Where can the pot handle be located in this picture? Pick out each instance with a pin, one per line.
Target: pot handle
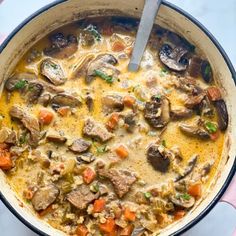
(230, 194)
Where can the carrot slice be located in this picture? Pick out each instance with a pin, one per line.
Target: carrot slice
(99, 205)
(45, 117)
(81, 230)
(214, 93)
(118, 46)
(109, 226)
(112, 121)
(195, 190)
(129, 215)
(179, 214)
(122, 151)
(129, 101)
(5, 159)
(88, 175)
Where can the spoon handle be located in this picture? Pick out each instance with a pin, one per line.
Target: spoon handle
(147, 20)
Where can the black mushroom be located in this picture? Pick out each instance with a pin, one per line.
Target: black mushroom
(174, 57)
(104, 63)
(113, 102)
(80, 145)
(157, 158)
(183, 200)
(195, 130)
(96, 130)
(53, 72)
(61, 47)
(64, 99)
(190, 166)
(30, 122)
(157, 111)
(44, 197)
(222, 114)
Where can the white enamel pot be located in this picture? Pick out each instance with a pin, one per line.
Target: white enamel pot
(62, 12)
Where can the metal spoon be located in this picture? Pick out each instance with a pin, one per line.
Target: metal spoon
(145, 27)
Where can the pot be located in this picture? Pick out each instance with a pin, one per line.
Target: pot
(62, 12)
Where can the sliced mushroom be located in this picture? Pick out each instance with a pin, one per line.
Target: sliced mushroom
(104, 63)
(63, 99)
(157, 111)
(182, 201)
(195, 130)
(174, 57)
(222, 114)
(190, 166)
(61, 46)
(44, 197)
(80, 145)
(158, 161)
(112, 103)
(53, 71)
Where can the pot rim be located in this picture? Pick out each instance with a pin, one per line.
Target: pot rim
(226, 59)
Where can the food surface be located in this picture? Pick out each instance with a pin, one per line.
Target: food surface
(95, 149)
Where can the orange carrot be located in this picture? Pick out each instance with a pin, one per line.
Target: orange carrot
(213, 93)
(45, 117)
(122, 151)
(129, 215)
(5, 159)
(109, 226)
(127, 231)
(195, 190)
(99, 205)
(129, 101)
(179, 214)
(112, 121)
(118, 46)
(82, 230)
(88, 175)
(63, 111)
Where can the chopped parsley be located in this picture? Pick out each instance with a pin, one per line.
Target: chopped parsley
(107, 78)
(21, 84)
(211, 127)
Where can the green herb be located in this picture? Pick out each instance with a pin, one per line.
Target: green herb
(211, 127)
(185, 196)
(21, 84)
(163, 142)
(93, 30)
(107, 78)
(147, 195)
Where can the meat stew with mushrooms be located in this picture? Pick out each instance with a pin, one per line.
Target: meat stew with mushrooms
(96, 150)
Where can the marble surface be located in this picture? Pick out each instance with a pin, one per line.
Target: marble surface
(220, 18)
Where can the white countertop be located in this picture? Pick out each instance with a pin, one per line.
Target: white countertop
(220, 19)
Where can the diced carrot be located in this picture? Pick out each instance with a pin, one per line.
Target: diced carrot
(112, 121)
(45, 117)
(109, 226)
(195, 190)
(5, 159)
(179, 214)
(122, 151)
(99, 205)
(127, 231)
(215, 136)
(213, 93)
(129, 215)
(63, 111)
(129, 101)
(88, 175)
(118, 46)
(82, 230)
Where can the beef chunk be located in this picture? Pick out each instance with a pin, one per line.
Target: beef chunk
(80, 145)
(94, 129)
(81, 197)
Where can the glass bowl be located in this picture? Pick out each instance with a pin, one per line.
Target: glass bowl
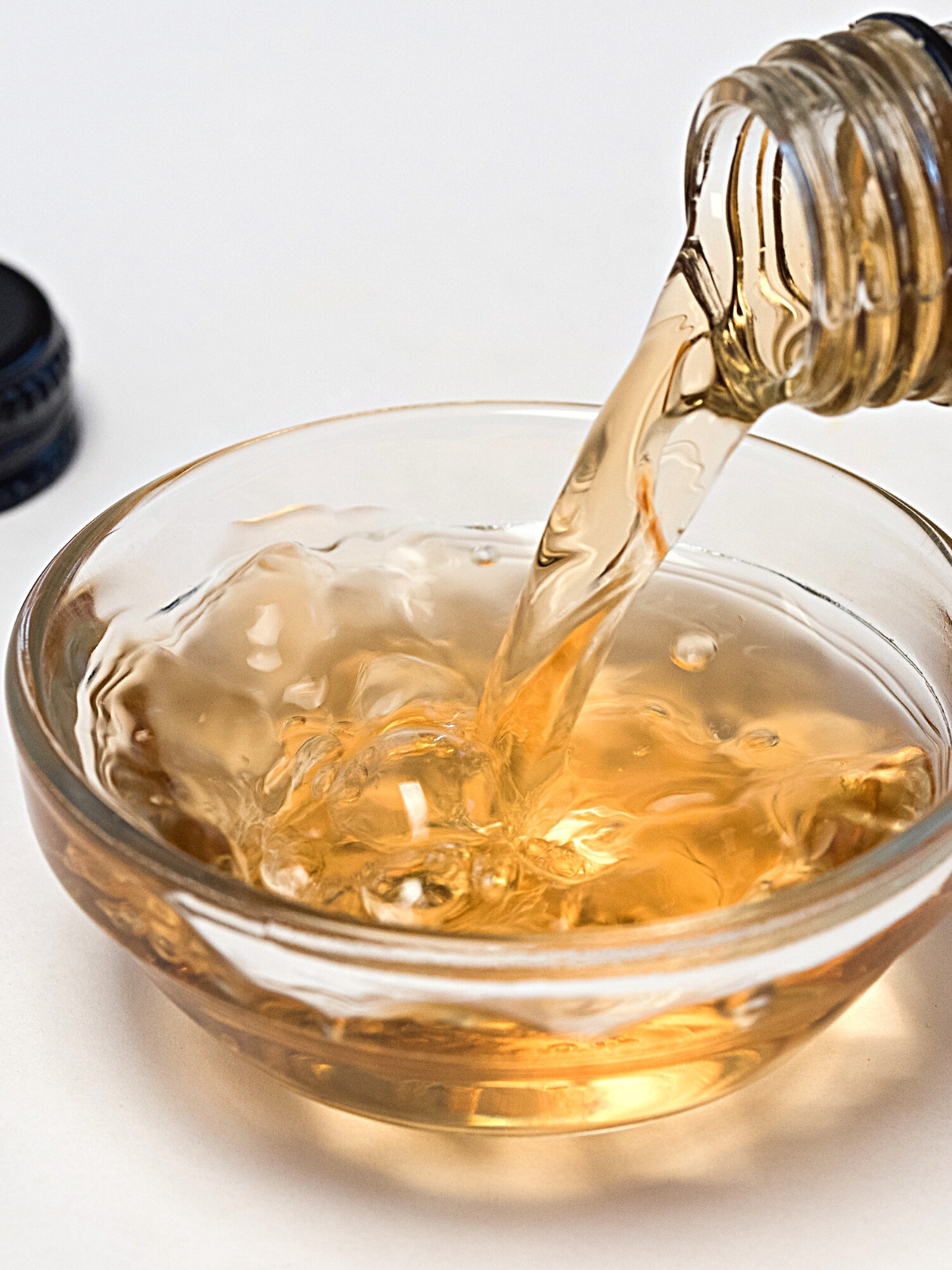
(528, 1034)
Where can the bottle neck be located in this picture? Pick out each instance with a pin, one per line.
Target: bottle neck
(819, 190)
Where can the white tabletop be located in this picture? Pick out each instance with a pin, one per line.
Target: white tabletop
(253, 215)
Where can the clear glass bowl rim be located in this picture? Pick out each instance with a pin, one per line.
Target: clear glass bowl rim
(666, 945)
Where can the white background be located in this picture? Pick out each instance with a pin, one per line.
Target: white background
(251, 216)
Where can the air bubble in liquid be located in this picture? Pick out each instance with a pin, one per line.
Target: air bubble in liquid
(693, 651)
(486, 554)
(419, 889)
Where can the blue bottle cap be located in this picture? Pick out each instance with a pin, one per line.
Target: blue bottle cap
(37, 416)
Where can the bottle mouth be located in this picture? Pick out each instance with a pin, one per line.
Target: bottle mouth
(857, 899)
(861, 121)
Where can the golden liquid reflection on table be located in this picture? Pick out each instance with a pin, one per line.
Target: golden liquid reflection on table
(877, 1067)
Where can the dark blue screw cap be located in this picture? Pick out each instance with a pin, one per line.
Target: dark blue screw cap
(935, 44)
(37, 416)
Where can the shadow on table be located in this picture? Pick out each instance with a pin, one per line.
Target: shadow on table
====================
▸ Work to complete: All the lines above are to be given again exactly as they read, with the pictures removed.

▸ Finished answer:
Where can the pot handle be located in this picture? Pick out each instance with a pin, one per line.
Target: pot handle
(230, 194)
Where can the carrot slice be located in this picture? Pick out each instance with a pin, one per line.
Target: carrot slice
(99, 205)
(45, 117)
(81, 230)
(214, 93)
(118, 46)
(109, 226)
(112, 121)
(195, 190)
(129, 215)
(179, 214)
(122, 151)
(129, 101)
(5, 159)
(88, 175)
Where can the spoon handle be located in this picture? Pick out each instance with a pin, one per line.
Target: spoon handle
(147, 20)
Where can the black mushroom be located in this picture? Pick out each instance with a pin, one per line.
Target: black mushroom
(174, 57)
(104, 63)
(113, 102)
(80, 145)
(157, 158)
(183, 200)
(195, 130)
(96, 130)
(53, 72)
(61, 47)
(64, 99)
(190, 166)
(30, 122)
(157, 111)
(44, 197)
(222, 114)
Where can the white enamel pot be located in this picture? Pick out each instance with a pin, one per line.
Target: white enamel pot
(62, 12)
Where can the metal spoon be located in this picture? Pick out each instance with a pin, one per line.
Target: metal spoon
(145, 27)
Where can the pot be located in this picture? Pick out each instance with a pin, one per line.
Target: pot
(62, 12)
Where can the sliced mushroom be located in this picture? Pick out each instance with a pin, one per line.
Target: sliced mushroom
(104, 63)
(63, 99)
(157, 111)
(182, 201)
(195, 130)
(174, 57)
(222, 114)
(190, 166)
(61, 46)
(44, 197)
(80, 145)
(158, 161)
(112, 103)
(53, 71)
Where can the pot rim be located in this picture? Pick out each instance with a pin, one per line.
Target: pot rim
(226, 59)
Where can the food surface be located in this picture? Pick out each instance with a pin, one per line.
Target: food surface
(95, 149)
Where can the orange carrot be located in this picture? Pick out each instance with a pin, one per line.
Target: orange carrot
(213, 93)
(45, 117)
(122, 151)
(129, 215)
(5, 159)
(109, 226)
(127, 231)
(195, 190)
(99, 205)
(129, 101)
(179, 214)
(112, 121)
(118, 46)
(82, 230)
(88, 175)
(63, 111)
Where can the chopped parsley be located in this picture? Pick out each instance with a pin, one per line.
Target: chopped parsley
(107, 78)
(21, 84)
(211, 127)
Where can the green herb be located in this picture? Pick out each instance with a pin, one per line.
Target: green herb
(211, 127)
(185, 196)
(21, 84)
(163, 142)
(93, 30)
(107, 78)
(147, 195)
Where can the meat stew with mushrooms be located in this picture? Pick out each instance with a pin, one per line.
Target: meat stew with mushrooms
(96, 150)
Where can the marble surface be located in this picture? Pick out each instance with a pin, one per line.
Target: marble surface
(220, 18)
Where can the white countertop be located in this picture? Pick out each instance with a pin, one per line.
Target: white countertop
(220, 19)
Where can the diced carrot be located in this picture? Pick out each instance with a pin, one per line.
Target: diced carrot
(112, 121)
(45, 117)
(109, 226)
(195, 190)
(5, 159)
(179, 214)
(122, 151)
(99, 205)
(127, 231)
(215, 136)
(213, 93)
(129, 215)
(63, 111)
(129, 101)
(88, 175)
(118, 46)
(82, 230)
Where can the beef chunk be located in this picture? Pick out each instance with a pin, one per line.
Target: beef chunk
(80, 145)
(94, 129)
(81, 197)
Where can the glass bowl be located in this picture? Pick out each instance with a pin, one per line.
Target: glass bowl
(528, 1034)
Where can the bottle neck be located in this picture? Pick out each instance with a pin, one per line.
Target: bottle neck
(819, 190)
Where can the white tabletop be located in this picture? Pick out each instance with a pin, one per line.
Target: white tabletop
(253, 215)
Where can the clear glass bowl rim be located in this picture? Pick out each instance with a pin, one per line.
Target: clear glass bowl rim
(666, 945)
Where can the white background be located in this picture? Pick out each instance with a pin, one per line.
Target: white background
(251, 216)
Where can the air bubble in liquid be located in this picture? Pick out each instance with a pin, one per line.
Target: air bubble in liquid
(693, 651)
(486, 554)
(419, 889)
Where can the blue bottle cap be located in this picture? Pick out each instance with a pin, one per line.
Target: blue bottle cap
(37, 416)
Where can the bottle mouth be located in this picture? Pick out each instance with a pin, one per line.
Target: bottle mouth
(857, 899)
(861, 121)
Where can the golden liquid reflection on table be located in this picture? Pick out each instance with a pin, one per line.
Target: golden liquid reflection on table
(877, 1067)
Where can the dark blue screw cap be located in this picture? Pick out each instance with a pin, one per line.
Target: dark blue screw cap
(935, 44)
(37, 416)
Where can the shadow on table be located in this picture? Pick out each instance with a pin, one per line.
Target: shadow on table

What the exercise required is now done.